Given text:
This example uses a hard requirement for metadata nodes (Raft consensus requires distinct failure domains) and a soft preference for data nodes (so pods can still schedule when node count is limited).

Combining with EKS Spot Instances#

When EKS Spot is enabled (spec.eks.enabled: true, spec.eks.spot.dataNodes: true), the operator automatically adds Spot tolerations and node selectors to data node pods. Your user-specified scheduling fields compose with these.

CRD input:

apiVersion: antfly.io/v1
kind: AntflyCluster
metadata:
  name: my-cluster
spec:
  eks:
    enabled: true
    spot:
      dataNodes: true
  dataNodes:
    replicas: 5
    nodeSelector:
      workload: antfly
    tolerations:
      - key: dedicated
        operator: Equal
        value: antfly
        effect: NoSchedule
    topologySpreadConstraints:
      - maxSkew: 1
        topologyKey: topology.kubernetes.io/zone
        whenUnsatisfiable: ScheduleAnyway
        labelSelector:
          matchLabels:
            app.kubernetes.io/name: antfly
            app.kubernetes.io/component: data

Resulting pod template (after operator merges):

# nodeSelector (user + EKS Spot merged)

Tasks for this exercise:
1. In the EKS Spot scheduling text, what does the operator automatically add to data node pods when EKS Spot is enabled?
2. Reproduce the part of the EKS Spot scheduling text starting with "Combining with EKS" and going on through "compose with these.".
3. Write the next part of the EKS Spot scheduling text, picking up after its final line.
The listing that comes next is separate material and has no connection to the EKS Spot scheduling text.

Provided information:
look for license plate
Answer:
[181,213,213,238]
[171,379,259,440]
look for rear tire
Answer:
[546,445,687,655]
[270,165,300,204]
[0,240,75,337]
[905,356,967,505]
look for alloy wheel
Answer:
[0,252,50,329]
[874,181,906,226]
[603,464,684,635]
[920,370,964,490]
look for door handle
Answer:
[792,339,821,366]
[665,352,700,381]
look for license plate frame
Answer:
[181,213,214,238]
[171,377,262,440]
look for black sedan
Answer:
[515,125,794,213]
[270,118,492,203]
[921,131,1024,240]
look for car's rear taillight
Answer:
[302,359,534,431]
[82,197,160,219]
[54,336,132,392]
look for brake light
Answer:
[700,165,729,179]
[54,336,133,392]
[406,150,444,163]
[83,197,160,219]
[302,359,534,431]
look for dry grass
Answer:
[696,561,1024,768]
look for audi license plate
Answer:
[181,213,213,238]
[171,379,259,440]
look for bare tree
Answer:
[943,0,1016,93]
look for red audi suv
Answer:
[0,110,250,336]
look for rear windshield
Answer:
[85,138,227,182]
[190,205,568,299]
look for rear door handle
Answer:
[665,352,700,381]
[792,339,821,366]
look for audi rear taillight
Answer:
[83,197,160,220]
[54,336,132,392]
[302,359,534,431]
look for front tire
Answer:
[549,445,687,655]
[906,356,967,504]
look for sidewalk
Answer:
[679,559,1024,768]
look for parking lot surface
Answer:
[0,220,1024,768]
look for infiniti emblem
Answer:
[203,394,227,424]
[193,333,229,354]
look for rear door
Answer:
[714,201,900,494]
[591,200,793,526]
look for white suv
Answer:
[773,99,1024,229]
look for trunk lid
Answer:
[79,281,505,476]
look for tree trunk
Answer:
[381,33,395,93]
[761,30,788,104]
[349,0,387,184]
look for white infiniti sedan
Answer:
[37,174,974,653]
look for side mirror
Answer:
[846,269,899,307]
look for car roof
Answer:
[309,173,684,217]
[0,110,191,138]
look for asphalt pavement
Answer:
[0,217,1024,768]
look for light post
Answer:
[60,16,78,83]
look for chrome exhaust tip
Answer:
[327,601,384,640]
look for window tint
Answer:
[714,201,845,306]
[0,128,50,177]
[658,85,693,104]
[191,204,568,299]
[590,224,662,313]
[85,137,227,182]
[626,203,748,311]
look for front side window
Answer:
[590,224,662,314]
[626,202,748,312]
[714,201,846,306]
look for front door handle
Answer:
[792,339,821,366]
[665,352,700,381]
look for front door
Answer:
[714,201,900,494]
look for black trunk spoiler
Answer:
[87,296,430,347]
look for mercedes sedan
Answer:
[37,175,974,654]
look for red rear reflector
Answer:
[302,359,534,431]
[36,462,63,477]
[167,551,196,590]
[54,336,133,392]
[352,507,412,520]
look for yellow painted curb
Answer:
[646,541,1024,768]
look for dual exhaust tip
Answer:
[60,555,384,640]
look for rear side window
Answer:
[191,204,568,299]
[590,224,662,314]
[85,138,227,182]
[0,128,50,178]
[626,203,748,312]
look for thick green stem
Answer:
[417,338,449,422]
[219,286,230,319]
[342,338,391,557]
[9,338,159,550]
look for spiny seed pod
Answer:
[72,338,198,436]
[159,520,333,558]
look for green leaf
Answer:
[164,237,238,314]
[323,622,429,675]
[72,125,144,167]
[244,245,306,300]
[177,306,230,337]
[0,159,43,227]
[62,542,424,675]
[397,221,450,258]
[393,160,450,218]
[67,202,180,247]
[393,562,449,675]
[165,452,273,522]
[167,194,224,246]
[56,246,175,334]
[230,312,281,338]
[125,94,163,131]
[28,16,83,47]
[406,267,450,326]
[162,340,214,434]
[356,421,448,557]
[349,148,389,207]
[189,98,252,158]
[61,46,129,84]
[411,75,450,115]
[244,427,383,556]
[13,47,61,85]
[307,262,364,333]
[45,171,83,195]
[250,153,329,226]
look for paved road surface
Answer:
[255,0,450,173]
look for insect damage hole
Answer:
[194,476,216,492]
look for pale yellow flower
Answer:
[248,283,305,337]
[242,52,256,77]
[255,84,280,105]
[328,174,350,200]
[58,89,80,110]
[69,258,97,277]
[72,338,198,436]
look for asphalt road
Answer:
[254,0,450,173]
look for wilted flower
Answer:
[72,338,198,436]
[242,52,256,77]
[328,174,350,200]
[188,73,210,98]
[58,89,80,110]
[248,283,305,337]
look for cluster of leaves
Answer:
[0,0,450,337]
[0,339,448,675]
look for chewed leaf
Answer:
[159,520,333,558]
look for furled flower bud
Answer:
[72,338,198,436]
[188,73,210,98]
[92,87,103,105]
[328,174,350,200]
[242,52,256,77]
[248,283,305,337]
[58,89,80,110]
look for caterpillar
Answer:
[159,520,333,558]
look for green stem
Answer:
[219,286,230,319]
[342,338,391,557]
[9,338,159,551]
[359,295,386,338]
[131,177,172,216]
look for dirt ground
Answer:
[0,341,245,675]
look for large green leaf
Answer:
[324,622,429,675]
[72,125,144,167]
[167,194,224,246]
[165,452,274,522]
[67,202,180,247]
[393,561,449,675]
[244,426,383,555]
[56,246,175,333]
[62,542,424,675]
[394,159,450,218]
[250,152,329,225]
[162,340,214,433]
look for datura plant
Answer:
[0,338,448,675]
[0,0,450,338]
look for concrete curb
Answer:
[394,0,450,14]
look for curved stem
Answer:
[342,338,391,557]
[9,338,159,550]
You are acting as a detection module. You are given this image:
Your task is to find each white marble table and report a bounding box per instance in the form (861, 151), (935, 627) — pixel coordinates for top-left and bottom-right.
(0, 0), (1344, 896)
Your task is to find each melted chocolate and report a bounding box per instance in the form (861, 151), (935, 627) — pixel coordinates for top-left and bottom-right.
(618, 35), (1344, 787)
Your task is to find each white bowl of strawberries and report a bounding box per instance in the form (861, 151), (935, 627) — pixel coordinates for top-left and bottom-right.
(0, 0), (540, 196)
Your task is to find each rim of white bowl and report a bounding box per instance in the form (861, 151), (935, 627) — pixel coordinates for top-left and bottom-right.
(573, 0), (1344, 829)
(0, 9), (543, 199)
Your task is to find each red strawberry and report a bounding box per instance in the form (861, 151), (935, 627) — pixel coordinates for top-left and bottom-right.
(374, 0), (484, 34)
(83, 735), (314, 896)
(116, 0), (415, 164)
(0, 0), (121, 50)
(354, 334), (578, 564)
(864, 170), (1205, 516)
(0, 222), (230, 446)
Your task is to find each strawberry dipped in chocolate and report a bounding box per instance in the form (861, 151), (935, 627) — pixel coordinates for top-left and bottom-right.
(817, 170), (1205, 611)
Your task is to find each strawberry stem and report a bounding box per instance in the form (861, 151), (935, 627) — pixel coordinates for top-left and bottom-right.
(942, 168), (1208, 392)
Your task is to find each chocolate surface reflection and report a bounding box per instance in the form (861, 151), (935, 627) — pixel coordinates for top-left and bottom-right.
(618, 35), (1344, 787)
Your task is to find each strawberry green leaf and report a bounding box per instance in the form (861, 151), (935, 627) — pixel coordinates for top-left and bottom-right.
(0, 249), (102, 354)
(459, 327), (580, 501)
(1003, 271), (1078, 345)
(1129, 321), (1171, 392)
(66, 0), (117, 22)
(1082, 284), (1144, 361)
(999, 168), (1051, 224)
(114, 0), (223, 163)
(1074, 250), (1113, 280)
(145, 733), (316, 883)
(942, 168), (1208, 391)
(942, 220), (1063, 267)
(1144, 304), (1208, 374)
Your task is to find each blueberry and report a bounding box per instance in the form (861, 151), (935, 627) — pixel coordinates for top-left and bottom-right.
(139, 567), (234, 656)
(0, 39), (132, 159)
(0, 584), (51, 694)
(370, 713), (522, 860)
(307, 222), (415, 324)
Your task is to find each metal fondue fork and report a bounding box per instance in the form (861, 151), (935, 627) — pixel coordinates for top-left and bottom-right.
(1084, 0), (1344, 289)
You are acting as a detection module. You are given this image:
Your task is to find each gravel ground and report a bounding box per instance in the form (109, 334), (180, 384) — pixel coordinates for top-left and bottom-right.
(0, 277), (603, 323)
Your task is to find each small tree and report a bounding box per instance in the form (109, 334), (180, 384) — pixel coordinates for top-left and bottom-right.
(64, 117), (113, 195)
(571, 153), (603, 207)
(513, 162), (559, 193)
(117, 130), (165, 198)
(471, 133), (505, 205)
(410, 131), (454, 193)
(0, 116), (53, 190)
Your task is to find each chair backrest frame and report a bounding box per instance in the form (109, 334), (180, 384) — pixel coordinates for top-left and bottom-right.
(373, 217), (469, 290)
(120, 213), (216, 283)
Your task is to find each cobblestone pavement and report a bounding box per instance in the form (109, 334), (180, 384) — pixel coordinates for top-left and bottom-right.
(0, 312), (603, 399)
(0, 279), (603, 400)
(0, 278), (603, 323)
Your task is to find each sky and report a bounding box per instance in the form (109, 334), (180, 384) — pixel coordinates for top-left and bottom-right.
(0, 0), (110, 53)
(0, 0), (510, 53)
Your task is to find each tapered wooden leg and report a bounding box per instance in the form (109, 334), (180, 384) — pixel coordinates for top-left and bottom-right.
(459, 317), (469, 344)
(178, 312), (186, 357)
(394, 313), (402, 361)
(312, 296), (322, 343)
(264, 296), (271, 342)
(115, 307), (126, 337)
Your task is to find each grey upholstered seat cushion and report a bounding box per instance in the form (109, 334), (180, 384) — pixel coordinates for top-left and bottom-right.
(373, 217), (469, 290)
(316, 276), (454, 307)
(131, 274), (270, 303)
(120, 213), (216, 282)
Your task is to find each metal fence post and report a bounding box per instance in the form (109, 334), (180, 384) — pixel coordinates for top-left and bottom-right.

Answer list:
1. Spot tolerations and node selectors.

2.
Combining with EKS Spot Instances#

When EKS Spot is enabled (spec.eks.enabled: true, spec.eks.spot.dataNodes: true), the operator automatically adds Spot tolerations and node selectors to data node pods. Your user-specified scheduling fields compose with these.

3.
nodeSelector:
  workload: antfly                          # from CRD
  eks.amazonaws.com/capacityType: "SPOT"    # added by operator

# tolerations (user + EKS Spot appended)
tolerations:
  - key: dedicated                          # from CRD
    operator: Equal
    value: antfly
    effect: NoSchedule
  - key: eks.amazonaws.com/spot             # added by operator
    operator: Exists
    effect: NoSchedule

# topologySpreadConstraints (passed through)
topologySpreadConstraints:
  - maxSkew: 1
    topologyKey: topology.kubernetes.io/zone
    whenUnsatisfiable: ScheduleAnyway
    ...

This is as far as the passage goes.